▸ **GIVEN PROBLEM**: Give every line of the records below as a JSON list of strings, one string per line, leaving out blank lines.
>> start AVAILABLE DATA
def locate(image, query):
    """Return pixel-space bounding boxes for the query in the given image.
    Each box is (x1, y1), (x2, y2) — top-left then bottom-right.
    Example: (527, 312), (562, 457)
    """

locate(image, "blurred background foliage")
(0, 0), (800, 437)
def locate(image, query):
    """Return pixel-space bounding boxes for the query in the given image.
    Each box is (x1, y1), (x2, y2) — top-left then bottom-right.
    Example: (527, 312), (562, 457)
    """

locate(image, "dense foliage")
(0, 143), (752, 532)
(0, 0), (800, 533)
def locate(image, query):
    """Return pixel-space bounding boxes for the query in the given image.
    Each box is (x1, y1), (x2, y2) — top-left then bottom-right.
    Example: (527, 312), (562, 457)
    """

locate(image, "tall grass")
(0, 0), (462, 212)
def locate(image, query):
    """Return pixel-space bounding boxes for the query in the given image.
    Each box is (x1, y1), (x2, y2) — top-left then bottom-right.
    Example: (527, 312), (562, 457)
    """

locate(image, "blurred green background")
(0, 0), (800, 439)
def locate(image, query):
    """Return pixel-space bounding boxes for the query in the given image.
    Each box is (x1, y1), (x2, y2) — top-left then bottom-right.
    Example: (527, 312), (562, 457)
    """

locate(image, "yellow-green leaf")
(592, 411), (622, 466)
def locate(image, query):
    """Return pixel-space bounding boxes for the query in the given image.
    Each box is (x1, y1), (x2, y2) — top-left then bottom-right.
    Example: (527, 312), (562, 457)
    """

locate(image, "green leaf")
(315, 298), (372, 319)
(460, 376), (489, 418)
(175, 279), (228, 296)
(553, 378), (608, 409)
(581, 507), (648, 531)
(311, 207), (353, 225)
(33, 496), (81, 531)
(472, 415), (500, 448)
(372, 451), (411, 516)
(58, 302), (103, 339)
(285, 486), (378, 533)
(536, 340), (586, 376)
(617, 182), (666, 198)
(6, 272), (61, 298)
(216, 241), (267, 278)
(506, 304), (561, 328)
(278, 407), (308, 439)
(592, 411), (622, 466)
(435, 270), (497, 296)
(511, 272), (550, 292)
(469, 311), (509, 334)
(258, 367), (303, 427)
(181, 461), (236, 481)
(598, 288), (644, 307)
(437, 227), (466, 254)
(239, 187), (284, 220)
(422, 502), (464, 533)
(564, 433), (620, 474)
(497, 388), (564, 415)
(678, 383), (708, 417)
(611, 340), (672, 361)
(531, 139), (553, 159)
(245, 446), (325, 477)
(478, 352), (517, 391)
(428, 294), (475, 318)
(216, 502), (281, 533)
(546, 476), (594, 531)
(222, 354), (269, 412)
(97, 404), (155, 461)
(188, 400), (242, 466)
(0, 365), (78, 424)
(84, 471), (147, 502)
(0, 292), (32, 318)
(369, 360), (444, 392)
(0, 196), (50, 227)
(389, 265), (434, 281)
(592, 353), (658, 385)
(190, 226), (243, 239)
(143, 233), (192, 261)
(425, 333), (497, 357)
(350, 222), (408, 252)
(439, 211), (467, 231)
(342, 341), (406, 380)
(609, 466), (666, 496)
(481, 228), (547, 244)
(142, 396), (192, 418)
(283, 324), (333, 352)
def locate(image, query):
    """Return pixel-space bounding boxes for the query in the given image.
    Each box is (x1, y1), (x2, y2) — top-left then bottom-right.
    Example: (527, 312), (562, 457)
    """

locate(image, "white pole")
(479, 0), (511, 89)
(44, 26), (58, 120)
>> end AVAILABLE DATA
▸ **THE SOLUTION**:
[
  "def locate(image, query):",
  "    \"\"\"Return pixel-space bounding boxes for the query in the given image.",
  "    Each box is (x1, y1), (x2, y2) — top-left then bottom-right.",
  "    Example: (527, 312), (562, 457)",
  "    \"\"\"",
  "locate(image, \"blurred background foliage\")",
  "(0, 0), (800, 437)",
  "def locate(image, query):",
  "    \"\"\"Return pixel-space bounding boxes for the query in the given image.",
  "    Each box is (x1, y1), (x2, y2) — top-left then bottom-right.",
  "    Example: (527, 312), (562, 457)",
  "    \"\"\"",
  "locate(image, \"dense foliage\")",
  "(0, 143), (752, 532)",
  "(0, 0), (800, 533)",
  "def locate(image, query):",
  "    \"\"\"Return pixel-space bounding boxes for the query in the given image.",
  "    Each box is (x1, y1), (x2, y2) — top-left then bottom-right.",
  "    Example: (527, 312), (562, 457)",
  "    \"\"\"",
  "locate(image, \"tall grass\")",
  "(0, 0), (462, 212)",
  "def locate(image, query):",
  "    \"\"\"Return pixel-space bounding boxes for the query in the given image.",
  "    Each box is (x1, y1), (x2, y2) — top-left then bottom-right.",
  "    Example: (527, 312), (562, 457)",
  "    \"\"\"",
  "locate(image, \"blurred green background\")",
  "(0, 0), (800, 439)",
  "def locate(image, query):",
  "    \"\"\"Return pixel-space bounding boxes for the query in the given image.",
  "    Each box is (x1, y1), (x2, y2) — top-left then bottom-right.",
  "    Example: (527, 312), (562, 457)",
  "    \"\"\"",
  "locate(image, \"yellow-green leaf\")",
  "(592, 411), (622, 466)",
  "def locate(image, query):",
  "    \"\"\"Return pixel-space bounding boxes for the query in the given image.",
  "    Each box is (x1, y1), (x2, y2) — top-left then bottom-right.",
  "    Example: (527, 312), (562, 457)",
  "    \"\"\"",
  "locate(image, \"green leaf\")",
  "(315, 298), (372, 319)",
  "(460, 376), (489, 418)",
  "(175, 279), (228, 296)",
  "(553, 378), (608, 409)",
  "(581, 507), (648, 531)",
  "(311, 207), (353, 225)",
  "(33, 496), (81, 531)",
  "(472, 415), (500, 448)",
  "(372, 451), (411, 516)",
  "(58, 302), (103, 339)",
  "(285, 486), (378, 533)",
  "(536, 340), (586, 376)",
  "(617, 182), (666, 198)",
  "(6, 272), (61, 298)",
  "(216, 241), (267, 278)",
  "(506, 304), (561, 328)",
  "(278, 407), (308, 439)",
  "(592, 411), (622, 466)",
  "(435, 270), (497, 296)",
  "(511, 272), (550, 292)",
  "(469, 311), (509, 334)",
  "(258, 367), (303, 427)",
  "(181, 461), (236, 481)",
  "(598, 288), (644, 307)",
  "(437, 227), (466, 254)",
  "(239, 187), (284, 220)",
  "(422, 502), (464, 533)",
  "(564, 433), (620, 474)",
  "(497, 388), (564, 415)",
  "(678, 383), (708, 417)",
  "(611, 340), (672, 361)",
  "(531, 139), (553, 159)",
  "(245, 446), (325, 477)",
  "(478, 352), (517, 391)",
  "(428, 294), (475, 318)",
  "(216, 502), (281, 533)",
  "(546, 476), (594, 531)",
  "(222, 354), (269, 412)",
  "(97, 404), (155, 461)",
  "(188, 400), (242, 466)",
  "(0, 365), (78, 424)",
  "(84, 471), (147, 502)",
  "(0, 292), (32, 318)",
  "(369, 360), (444, 392)",
  "(0, 196), (50, 227)",
  "(389, 265), (434, 281)",
  "(592, 353), (658, 385)",
  "(190, 226), (243, 239)",
  "(143, 233), (192, 261)",
  "(425, 333), (497, 357)",
  "(350, 222), (408, 252)",
  "(439, 211), (467, 231)",
  "(342, 341), (406, 380)",
  "(609, 466), (666, 496)",
  "(481, 228), (547, 244)",
  "(142, 396), (192, 418)",
  "(283, 324), (333, 352)",
  "def locate(image, query):",
  "    \"\"\"Return pixel-space bounding boxes for the query in the given image.",
  "    Each box is (x1, y1), (x2, y2) — top-left then bottom-right.",
  "    Example: (527, 312), (562, 457)",
  "    \"\"\"",
  "locate(image, \"white pole\")",
  "(479, 0), (511, 89)",
  "(44, 26), (58, 120)"
]